**Raw records**
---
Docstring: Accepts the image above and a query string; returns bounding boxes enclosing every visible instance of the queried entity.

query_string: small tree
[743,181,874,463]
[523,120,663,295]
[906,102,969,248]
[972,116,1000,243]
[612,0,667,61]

**Given problem**
Reproduce the listing above, changing "small tree" to "shrub" and leaving every other part unaltered.

**Task response**
---
Docstring: Accepts the image above and a query string; returns bounding boxes enclosing every visible instance of the queried entity.

query_string: shrub
[743,181,874,463]
[523,120,663,295]
[906,102,969,248]
[972,116,1000,243]
[612,0,667,61]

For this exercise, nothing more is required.